Copy out the data line by line exactly, from its start to the line bearing "parts: an instance", inclusive.

** Information shown follows **

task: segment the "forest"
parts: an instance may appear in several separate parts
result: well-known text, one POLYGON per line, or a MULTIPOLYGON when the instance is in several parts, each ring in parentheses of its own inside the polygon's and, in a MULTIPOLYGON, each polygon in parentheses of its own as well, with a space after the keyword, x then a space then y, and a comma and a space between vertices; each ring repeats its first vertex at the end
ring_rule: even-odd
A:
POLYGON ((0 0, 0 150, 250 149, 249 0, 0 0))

** End of Information shown **

| Written answer |
task: segment the "forest"
parts: an instance may appear in several separate parts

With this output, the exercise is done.